§ **PROBLEM REQUIREMENTS**: Everything from the line holding "Annotation task — identify one point per instance of the dense" through the last line below must be repeated exactly, and nothing else.

****************************************

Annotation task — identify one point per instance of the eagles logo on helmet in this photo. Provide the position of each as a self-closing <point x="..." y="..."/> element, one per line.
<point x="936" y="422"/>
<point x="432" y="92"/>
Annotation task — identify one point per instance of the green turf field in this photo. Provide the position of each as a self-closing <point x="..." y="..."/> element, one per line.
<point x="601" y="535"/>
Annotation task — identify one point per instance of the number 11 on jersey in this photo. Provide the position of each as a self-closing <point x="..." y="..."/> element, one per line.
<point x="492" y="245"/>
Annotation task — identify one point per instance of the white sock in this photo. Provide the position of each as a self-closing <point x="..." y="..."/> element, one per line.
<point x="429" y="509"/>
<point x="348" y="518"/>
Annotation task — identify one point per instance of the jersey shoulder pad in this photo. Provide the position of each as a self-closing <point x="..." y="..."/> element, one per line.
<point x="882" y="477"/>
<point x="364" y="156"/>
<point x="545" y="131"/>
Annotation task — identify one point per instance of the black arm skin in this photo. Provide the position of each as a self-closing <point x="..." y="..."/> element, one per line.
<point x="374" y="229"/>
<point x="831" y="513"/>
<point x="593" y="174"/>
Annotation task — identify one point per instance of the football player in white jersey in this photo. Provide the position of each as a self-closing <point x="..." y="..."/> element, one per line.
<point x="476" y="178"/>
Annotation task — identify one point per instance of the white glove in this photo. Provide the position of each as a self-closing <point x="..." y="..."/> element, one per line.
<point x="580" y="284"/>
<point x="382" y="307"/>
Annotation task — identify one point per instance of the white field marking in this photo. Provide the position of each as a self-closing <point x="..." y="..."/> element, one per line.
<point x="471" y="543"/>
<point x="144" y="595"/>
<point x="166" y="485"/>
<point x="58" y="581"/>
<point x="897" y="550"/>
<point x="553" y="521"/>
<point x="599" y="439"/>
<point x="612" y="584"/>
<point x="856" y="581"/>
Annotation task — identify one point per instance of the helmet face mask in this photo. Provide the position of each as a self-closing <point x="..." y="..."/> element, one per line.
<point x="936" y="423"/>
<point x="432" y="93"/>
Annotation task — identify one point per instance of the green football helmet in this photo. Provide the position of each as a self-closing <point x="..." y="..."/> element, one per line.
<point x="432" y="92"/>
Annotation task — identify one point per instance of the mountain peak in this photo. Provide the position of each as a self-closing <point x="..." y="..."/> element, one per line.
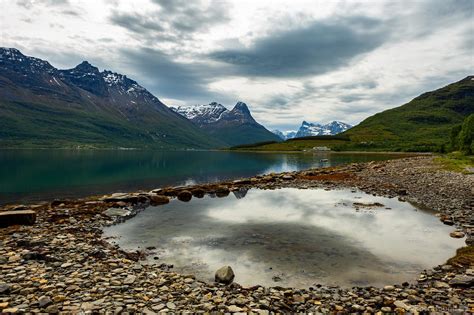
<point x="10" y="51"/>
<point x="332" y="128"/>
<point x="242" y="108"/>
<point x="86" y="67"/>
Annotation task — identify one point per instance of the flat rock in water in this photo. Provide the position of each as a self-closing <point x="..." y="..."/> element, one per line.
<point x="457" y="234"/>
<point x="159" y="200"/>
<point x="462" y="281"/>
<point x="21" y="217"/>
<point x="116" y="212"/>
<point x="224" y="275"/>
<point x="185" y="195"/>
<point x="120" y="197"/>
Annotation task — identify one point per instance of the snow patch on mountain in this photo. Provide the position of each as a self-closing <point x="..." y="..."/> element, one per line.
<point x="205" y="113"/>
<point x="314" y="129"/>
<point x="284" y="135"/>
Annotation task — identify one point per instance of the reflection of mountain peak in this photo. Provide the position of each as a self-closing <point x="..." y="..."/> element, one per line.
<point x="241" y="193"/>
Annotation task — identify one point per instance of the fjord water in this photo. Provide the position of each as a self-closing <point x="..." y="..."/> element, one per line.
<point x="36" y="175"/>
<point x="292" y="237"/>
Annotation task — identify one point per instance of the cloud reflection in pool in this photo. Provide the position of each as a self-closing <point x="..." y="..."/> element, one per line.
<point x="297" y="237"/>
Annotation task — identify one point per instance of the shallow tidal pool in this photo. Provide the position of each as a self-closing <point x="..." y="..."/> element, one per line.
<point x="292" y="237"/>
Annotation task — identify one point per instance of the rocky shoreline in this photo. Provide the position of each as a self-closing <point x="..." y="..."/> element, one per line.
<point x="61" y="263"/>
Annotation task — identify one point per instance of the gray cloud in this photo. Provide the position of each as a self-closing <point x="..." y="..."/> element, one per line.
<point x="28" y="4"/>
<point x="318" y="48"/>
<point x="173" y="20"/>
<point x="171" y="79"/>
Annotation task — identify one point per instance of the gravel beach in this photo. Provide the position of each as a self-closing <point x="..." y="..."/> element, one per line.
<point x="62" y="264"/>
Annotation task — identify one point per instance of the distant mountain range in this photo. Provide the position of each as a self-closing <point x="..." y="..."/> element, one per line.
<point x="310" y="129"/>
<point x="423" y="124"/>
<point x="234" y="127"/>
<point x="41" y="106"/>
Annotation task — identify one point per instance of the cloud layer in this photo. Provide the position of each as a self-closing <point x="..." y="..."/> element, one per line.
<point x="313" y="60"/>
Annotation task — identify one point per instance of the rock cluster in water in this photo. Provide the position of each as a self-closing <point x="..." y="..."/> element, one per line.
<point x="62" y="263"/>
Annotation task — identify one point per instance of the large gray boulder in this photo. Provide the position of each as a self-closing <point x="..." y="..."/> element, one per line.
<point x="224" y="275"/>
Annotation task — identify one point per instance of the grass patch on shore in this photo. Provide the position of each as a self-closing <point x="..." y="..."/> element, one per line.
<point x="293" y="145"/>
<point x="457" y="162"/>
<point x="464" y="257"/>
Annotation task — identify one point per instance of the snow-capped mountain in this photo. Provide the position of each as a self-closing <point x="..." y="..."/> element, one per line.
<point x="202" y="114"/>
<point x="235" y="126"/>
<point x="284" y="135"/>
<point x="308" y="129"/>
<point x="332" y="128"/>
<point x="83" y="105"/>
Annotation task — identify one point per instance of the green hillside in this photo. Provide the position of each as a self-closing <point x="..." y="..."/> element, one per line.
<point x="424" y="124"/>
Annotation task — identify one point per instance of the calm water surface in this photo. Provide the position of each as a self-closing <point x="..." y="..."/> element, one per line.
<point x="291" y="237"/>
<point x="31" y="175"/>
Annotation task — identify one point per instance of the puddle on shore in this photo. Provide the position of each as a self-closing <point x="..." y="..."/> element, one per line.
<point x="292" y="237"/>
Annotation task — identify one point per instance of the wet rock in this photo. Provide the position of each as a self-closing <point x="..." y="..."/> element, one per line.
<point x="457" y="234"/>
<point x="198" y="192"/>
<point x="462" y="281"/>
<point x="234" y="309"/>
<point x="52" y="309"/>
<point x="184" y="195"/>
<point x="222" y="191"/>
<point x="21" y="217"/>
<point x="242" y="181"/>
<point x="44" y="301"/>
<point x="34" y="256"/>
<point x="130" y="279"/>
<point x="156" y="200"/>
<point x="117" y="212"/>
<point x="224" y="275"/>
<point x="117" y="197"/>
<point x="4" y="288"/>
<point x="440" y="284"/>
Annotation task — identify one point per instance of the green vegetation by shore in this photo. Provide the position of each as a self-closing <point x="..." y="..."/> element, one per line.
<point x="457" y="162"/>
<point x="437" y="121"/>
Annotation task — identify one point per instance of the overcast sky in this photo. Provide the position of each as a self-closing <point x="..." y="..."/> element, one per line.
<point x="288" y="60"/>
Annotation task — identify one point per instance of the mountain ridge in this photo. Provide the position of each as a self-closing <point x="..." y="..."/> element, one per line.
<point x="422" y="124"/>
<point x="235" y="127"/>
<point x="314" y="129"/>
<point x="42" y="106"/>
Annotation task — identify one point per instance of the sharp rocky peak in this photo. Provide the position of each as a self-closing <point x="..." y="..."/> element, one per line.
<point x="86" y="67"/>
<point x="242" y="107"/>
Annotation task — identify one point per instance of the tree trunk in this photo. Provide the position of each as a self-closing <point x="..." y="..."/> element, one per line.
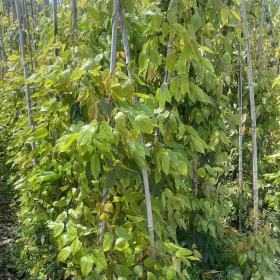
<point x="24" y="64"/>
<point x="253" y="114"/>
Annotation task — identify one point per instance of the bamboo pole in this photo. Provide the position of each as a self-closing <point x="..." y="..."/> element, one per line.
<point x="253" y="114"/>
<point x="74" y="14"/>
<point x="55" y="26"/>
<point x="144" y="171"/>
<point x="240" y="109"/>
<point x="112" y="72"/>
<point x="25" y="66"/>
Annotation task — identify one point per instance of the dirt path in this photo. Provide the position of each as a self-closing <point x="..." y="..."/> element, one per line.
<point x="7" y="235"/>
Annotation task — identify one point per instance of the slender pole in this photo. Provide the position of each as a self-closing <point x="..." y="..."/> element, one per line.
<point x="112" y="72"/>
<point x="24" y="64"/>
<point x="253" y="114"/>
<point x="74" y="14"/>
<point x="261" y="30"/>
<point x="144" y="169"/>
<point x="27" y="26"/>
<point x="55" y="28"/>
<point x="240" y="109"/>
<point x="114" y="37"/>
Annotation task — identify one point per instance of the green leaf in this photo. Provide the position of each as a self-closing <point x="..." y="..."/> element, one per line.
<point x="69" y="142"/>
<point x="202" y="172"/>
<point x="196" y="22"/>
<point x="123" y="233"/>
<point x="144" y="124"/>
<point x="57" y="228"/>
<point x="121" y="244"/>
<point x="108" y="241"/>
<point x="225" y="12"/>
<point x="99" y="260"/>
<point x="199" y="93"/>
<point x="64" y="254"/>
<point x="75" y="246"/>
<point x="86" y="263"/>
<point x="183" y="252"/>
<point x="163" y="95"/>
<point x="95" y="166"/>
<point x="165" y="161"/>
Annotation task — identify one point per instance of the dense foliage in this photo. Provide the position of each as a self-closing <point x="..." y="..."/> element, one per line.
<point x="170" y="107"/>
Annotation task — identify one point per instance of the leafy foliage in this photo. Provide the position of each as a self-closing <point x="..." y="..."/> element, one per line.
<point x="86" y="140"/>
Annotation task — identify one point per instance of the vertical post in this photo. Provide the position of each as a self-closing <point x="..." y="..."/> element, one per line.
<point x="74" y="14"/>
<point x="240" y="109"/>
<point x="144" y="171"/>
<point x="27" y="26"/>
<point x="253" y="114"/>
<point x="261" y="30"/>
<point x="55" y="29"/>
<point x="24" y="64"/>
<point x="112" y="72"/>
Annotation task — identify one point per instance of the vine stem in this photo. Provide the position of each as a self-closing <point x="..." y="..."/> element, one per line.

****************************************

§ **SOLUTION TO THE EXERCISE**:
Annotation task — identify one point per instance of the dense foliage in this photo. Provide the position of each as a self-closing <point x="..." y="..."/> element, one per line.
<point x="170" y="107"/>
Annotation task — identify one point per instance of the leafy foliage in this photo. Provide the position of each as a self-closing <point x="..." y="..."/> element, one per line.
<point x="86" y="140"/>
Annotation task — identify one point per instance of the vertical post in this photo. Provide the position of each as a self-closing <point x="..." y="..."/> element, one per line.
<point x="74" y="14"/>
<point x="240" y="109"/>
<point x="144" y="171"/>
<point x="27" y="26"/>
<point x="253" y="114"/>
<point x="261" y="30"/>
<point x="55" y="29"/>
<point x="24" y="64"/>
<point x="112" y="72"/>
Annotation task — identify one point per instance of the vine stem in this photo. Provide the position of each as a self-closing <point x="..." y="..."/> element, one per line.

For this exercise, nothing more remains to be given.